> [Input records]:
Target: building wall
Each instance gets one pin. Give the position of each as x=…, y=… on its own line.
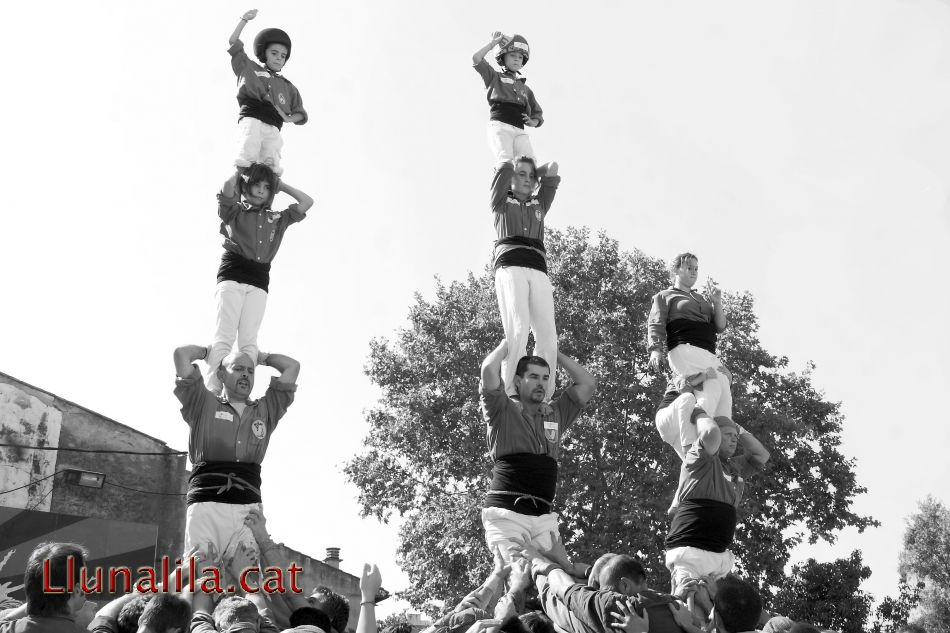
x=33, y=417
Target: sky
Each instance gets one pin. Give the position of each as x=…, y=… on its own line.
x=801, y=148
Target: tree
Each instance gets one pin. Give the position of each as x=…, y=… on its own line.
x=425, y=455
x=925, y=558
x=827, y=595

> [What you have to do]:
Present every line of the entries above as a numbered list, skipping any blank lines. Leave the pictures out.

> [Response to the exercise]:
1. Target: building wall
2. Each instance gets one pin. Give the position of each as x=…, y=… on its own line.
3. x=33, y=417
4. Target: sky
5. Each instance gets one pin. Give the position of each as x=…, y=… on its own line.
6. x=801, y=148
7. Target: tree
8. Each instance gets one pin. Give the position of each as x=…, y=… on its own line.
9. x=425, y=455
10. x=925, y=558
11. x=827, y=595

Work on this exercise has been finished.